*EXERCISE OBJECTIVE*: Scan the material for the word "foot" and return every matching line.

*SUPPLIED RECORDS*:
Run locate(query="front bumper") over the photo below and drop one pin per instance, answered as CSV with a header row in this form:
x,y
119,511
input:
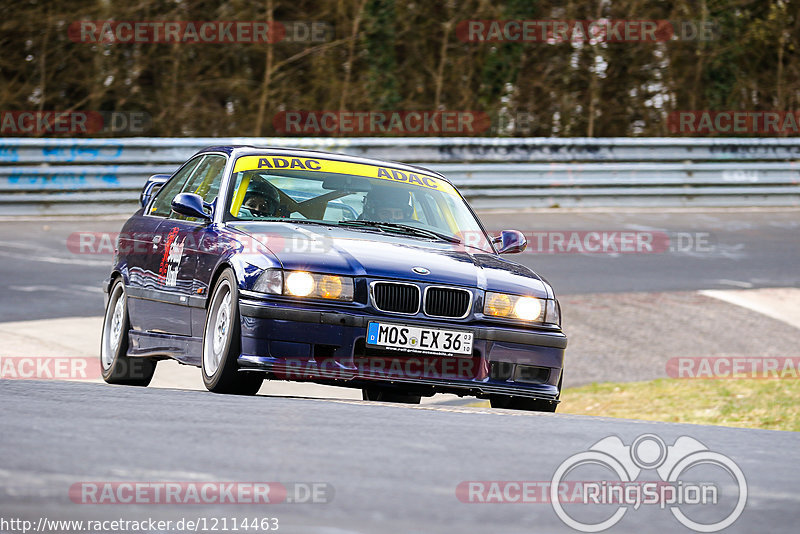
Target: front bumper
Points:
x,y
328,346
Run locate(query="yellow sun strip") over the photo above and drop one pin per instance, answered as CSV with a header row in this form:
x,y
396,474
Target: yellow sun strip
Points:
x,y
239,198
419,179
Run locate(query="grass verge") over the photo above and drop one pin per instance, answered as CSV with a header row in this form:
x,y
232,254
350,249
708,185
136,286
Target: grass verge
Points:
x,y
747,403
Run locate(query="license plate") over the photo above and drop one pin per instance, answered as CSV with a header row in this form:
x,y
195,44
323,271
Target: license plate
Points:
x,y
419,339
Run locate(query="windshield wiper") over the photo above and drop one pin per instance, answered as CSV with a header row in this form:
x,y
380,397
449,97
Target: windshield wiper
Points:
x,y
401,228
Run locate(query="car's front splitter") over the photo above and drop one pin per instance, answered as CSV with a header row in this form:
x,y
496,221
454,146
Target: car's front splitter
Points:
x,y
329,347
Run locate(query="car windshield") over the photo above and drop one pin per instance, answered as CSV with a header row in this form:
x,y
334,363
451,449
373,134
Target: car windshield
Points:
x,y
354,195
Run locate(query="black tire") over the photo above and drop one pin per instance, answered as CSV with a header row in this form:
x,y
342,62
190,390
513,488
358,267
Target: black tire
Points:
x,y
115,364
384,395
222,341
523,403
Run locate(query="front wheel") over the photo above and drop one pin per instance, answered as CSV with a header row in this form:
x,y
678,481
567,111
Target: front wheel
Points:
x,y
222,339
115,364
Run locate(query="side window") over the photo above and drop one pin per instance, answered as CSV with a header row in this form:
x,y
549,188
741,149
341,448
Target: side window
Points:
x,y
161,206
205,181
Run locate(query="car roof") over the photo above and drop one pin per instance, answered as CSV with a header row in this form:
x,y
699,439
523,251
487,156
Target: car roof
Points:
x,y
250,150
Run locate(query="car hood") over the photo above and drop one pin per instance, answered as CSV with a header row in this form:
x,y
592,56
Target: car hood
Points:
x,y
353,252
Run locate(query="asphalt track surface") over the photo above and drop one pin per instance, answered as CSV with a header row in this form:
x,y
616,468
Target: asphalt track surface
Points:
x,y
388,468
720,249
395,468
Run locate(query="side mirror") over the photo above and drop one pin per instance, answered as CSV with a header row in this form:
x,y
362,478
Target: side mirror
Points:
x,y
151,187
510,242
190,205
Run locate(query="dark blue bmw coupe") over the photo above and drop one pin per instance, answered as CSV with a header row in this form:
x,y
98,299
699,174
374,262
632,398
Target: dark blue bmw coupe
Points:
x,y
256,263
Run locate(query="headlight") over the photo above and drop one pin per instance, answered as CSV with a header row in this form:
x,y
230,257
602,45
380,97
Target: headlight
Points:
x,y
299,284
528,309
303,284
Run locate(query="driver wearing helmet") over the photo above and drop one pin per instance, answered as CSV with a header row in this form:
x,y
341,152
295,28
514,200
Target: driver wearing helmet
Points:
x,y
262,199
387,204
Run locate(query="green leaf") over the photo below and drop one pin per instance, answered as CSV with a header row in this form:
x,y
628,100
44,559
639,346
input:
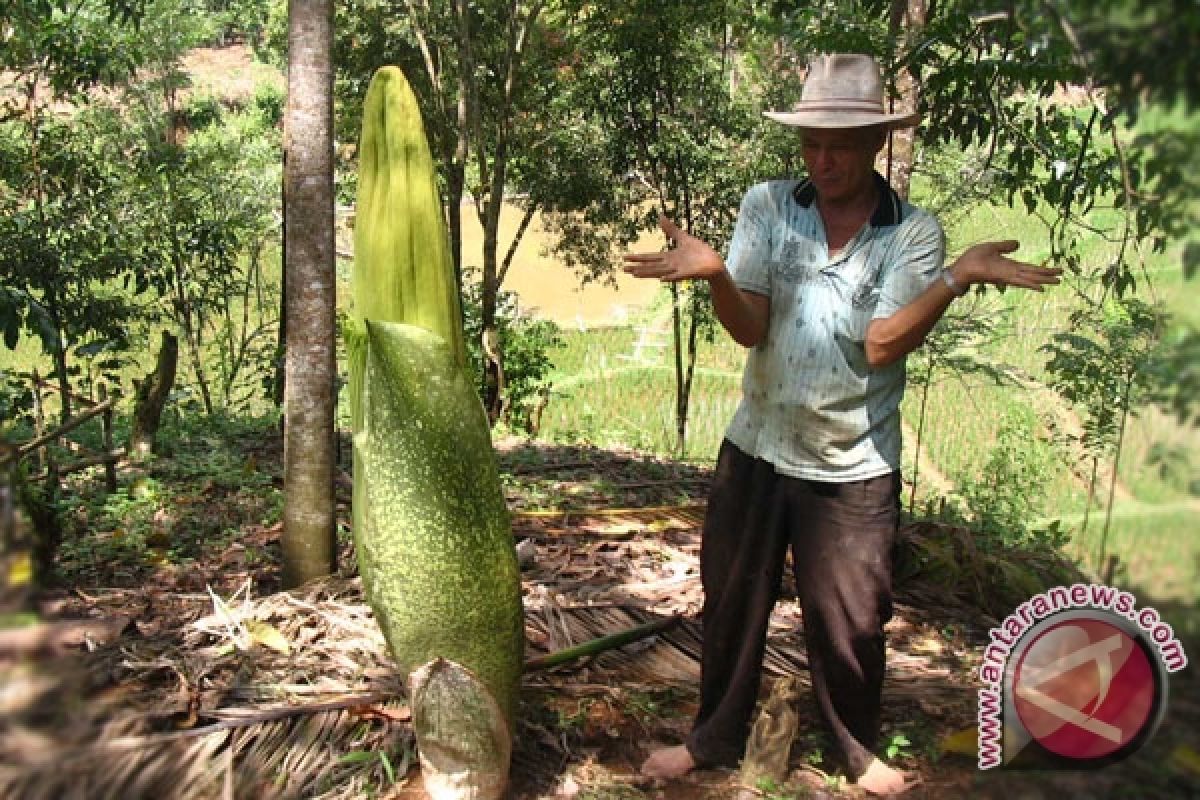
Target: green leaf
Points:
x,y
1191,259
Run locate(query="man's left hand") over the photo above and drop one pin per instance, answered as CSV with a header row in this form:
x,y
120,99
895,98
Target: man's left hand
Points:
x,y
987,263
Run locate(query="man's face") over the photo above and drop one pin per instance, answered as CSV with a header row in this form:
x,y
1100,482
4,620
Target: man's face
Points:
x,y
841,162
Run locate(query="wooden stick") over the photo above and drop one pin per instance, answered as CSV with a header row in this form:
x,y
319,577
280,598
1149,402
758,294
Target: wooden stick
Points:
x,y
95,410
601,644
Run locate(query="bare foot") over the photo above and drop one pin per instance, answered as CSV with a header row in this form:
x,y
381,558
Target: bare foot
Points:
x,y
669,763
882,780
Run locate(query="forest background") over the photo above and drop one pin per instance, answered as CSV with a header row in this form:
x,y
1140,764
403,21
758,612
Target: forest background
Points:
x,y
141,204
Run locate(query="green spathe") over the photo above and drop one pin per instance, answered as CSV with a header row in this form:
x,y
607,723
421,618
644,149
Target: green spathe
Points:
x,y
431,529
403,271
433,539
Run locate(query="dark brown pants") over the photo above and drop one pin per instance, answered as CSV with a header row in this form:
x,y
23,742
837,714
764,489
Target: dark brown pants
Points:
x,y
841,537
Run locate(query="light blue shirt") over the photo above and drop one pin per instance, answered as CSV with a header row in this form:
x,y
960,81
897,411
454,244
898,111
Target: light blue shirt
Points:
x,y
810,403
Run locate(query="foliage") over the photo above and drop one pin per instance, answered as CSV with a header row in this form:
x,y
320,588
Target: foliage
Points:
x,y
1102,365
1008,494
528,344
65,236
655,76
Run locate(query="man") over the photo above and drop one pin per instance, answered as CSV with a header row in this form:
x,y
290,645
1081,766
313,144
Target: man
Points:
x,y
832,281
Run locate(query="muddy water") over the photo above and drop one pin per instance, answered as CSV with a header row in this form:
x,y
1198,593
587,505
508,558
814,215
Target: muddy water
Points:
x,y
550,290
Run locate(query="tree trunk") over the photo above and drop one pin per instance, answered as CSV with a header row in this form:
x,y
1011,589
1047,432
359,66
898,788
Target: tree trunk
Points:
x,y
907,18
309,511
151,397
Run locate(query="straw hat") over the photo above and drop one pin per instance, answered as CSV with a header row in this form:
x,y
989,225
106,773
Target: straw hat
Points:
x,y
843,90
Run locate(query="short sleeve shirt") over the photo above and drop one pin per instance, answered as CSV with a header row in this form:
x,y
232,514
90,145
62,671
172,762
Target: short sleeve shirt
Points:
x,y
811,405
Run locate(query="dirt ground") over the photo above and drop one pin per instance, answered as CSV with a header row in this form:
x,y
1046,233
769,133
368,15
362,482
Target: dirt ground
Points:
x,y
609,541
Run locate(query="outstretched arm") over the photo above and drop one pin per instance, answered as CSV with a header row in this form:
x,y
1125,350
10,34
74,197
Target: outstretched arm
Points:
x,y
894,337
743,313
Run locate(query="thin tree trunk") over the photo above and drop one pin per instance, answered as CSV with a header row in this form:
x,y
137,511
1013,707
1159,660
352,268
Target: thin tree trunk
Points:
x,y
921,433
309,518
281,343
907,19
151,398
1116,465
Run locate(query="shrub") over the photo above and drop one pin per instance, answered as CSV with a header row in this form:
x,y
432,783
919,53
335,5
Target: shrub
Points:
x,y
526,344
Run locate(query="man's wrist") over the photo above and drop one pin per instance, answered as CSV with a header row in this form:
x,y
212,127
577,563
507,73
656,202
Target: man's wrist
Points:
x,y
955,284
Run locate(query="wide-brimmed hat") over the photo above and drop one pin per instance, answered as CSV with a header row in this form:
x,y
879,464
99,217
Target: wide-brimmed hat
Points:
x,y
843,90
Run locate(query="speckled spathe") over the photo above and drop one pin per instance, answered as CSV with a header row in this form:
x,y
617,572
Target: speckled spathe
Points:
x,y
432,533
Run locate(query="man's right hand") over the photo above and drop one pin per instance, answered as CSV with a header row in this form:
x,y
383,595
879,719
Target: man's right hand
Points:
x,y
689,259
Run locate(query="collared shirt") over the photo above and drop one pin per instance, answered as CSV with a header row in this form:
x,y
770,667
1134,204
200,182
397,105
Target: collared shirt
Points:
x,y
810,403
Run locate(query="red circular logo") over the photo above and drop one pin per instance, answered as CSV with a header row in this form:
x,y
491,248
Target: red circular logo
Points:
x,y
1085,689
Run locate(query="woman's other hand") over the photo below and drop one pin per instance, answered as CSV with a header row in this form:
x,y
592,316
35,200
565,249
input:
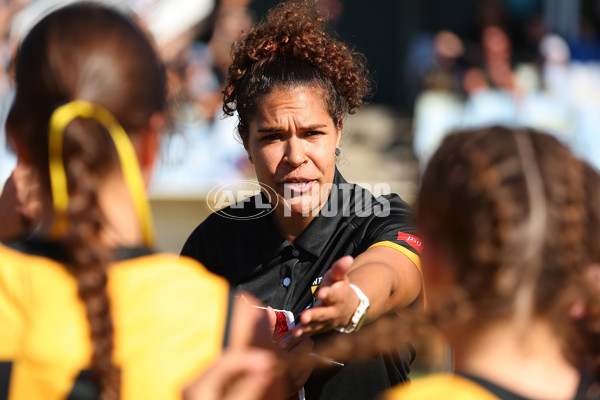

*YOUR RESPONSE*:
Run locate(query="bare foot") over the photo above and drop one pin per instance, answered as CSV with a header row in this form:
Target: bare foot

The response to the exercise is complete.